DOCUMENT PASSAGE:
** Begin **

# Layout of the Day 7-30-10 - 2010 NGRC Train Tour



## izzy0855 (Sep 30, 2008)

Here's a great layout designed by from Rex & Carla Ploederer from Salem, OR., that circles the entire house, enjoy!


































































































































































































































Rick Isard
Cordless Renovations, LLC


----------



## NTCGRR (Jan 2, 2008)

thanks. I take it they don't own a lawn mower? 
Very realistic.


----------



## Jim Agnew (Jan 2, 2008)

Rick, Thanks for the pictures.


----------



## afinegan (Jan 2, 2008)

Does the track go into a groove across the driveway, or is it just laying on top of it temporary (I dont think it can take a cars weight properly, if thats svrr track, code 250 (it looks like it) 

Andrew


----------



## Stan Cedarleaf (Jan 2, 2008)

Nice, nice, very nice, Rick. Thanks for sharing all the images. 

I'll hire you for Marty's run.


----------



## izzy0855 (Sep 30, 2008)

Hi guys, thanks for the compliments and yes the track goes into a grove and is screwed down into the concrete. This is a track powered layout that Rex has done a fabulous job of laying out and the pictures will not show. I did notice that where his vehicles tires cross the track there's condensation that froms across that portion of the track and slows down his train. I talked with him again today and if I see him tomorrow I'll ask him those questions...

** End **

DIRECTIONS: Set down, word for word, everything in the forum thread from "## Jim Agnew" down to "looks like it)". These rows have no connection to the forum thread.

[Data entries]

** Begin **

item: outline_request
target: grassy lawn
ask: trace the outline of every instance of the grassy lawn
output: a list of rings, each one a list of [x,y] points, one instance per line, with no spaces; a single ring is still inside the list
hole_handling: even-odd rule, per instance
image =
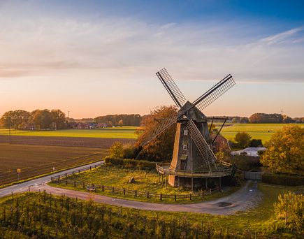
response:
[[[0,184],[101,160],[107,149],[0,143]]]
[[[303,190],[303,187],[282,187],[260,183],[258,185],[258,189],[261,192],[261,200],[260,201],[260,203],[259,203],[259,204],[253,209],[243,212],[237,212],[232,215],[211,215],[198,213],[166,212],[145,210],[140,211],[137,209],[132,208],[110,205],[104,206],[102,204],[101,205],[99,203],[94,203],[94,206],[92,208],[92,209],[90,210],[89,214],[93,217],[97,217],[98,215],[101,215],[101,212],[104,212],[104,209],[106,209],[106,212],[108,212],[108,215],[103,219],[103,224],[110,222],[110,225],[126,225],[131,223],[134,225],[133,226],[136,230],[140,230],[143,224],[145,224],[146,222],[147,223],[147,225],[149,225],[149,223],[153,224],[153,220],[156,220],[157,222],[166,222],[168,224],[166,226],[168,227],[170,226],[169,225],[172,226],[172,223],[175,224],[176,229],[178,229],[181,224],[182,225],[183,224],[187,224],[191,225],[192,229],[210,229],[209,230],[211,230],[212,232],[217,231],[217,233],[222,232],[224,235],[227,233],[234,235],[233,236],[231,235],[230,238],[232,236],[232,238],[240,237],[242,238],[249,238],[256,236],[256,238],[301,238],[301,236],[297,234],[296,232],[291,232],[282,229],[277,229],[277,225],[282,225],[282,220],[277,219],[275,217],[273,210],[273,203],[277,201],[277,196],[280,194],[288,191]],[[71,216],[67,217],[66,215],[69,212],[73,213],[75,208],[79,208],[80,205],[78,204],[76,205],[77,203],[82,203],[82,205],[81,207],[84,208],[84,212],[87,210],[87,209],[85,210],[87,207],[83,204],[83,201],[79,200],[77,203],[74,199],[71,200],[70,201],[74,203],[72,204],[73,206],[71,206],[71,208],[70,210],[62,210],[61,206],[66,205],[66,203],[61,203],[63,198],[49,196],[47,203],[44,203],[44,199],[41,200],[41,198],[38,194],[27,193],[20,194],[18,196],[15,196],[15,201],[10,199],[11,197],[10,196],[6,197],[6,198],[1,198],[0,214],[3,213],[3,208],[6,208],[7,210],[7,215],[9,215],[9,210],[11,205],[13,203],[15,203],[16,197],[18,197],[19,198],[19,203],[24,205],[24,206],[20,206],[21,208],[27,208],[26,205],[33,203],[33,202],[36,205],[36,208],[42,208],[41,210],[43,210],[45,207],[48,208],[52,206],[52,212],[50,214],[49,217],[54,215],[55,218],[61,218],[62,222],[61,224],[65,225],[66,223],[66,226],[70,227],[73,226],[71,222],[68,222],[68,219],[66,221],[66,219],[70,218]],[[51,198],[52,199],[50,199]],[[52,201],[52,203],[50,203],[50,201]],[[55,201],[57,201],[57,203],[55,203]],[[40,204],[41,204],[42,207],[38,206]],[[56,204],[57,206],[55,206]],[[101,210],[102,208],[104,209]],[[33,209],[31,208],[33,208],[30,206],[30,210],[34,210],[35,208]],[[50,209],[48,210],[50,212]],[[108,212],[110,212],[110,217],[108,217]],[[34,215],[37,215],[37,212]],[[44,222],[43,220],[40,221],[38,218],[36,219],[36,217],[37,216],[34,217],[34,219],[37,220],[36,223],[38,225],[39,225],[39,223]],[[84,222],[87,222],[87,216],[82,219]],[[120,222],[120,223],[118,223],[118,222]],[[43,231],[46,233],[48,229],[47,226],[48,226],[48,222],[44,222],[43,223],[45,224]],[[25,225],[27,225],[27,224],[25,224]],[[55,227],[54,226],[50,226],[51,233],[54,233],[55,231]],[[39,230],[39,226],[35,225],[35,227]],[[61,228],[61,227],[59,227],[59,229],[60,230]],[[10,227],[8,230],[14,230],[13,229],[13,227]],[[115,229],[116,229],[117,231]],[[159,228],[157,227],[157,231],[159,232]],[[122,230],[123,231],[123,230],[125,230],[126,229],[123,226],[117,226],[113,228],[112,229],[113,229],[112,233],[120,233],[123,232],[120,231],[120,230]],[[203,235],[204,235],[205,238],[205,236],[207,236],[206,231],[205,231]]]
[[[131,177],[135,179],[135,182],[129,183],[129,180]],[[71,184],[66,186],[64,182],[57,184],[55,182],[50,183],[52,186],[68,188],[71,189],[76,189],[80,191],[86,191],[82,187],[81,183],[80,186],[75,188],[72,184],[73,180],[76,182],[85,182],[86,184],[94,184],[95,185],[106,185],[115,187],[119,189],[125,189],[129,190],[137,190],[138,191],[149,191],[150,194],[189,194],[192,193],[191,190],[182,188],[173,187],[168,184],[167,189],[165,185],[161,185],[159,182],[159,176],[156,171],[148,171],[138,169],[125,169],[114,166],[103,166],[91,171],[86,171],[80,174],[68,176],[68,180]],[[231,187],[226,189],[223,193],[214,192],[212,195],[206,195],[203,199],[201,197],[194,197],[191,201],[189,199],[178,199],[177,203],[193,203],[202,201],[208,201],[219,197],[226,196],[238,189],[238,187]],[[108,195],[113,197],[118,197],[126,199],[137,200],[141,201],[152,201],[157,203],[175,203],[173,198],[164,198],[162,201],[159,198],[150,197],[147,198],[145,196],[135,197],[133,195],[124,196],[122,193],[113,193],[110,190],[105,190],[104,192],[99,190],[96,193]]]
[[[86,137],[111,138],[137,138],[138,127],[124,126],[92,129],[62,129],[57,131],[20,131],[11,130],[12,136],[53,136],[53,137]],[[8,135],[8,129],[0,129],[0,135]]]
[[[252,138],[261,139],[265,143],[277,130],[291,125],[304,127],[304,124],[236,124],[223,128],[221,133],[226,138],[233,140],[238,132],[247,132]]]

** End **

THE SOLUTION:
## Jim Agnew (Jan 2, 2008)

Rick, Thanks for the pictures.


----------



## afinegan (Jan 2, 2008)

Does the track go into a groove across the driveway, or is it just laying on top of it temporary (I dont think it can take a cars weight properly, if thats svrr track, code 250 (it looks like it)